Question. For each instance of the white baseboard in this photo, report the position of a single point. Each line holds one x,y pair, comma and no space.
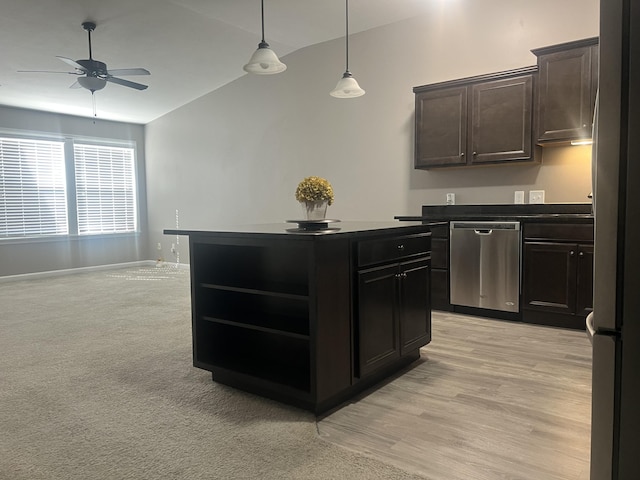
96,268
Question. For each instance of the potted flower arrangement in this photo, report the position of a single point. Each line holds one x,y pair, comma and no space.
314,193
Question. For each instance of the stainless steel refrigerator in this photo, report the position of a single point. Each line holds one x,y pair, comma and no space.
615,424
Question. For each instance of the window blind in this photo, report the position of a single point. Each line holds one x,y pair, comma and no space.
105,189
33,198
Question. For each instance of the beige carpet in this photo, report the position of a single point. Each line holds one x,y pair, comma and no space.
96,382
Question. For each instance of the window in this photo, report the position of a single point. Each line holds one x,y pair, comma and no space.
33,198
55,186
105,189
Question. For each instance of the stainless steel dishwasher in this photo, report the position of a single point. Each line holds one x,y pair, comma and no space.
485,265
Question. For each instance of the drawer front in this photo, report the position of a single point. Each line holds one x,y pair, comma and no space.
559,232
440,253
440,231
382,250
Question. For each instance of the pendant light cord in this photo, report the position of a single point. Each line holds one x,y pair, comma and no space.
347,32
262,3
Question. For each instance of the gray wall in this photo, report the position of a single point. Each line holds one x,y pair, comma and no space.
236,155
42,255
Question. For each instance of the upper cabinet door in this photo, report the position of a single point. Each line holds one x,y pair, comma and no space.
501,120
441,127
566,90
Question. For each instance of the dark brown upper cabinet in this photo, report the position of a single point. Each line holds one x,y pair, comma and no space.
566,91
479,120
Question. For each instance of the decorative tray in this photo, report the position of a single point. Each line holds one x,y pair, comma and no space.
316,226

--

- PROMPT
Repeat only the stretch of lines starting at the one containing "Question. For each instance of the upper" and running to the final line of the entries above.

- RIGHT ANSWER
Question. For each instance of the upper cabinet door in this photo, report the position of a single point. Each line holds one x,y pair, comma and no space.
501,120
441,127
566,90
Question. For each instance of the dark brown upper cabinet in this photo, report the position of a single point. Each line holds one x,y pair, comma and no space.
566,91
479,120
Question. For each instance of the decorative tray in this photo, report the position of a single point. Each line holds one x,y pair, comma and no space.
316,226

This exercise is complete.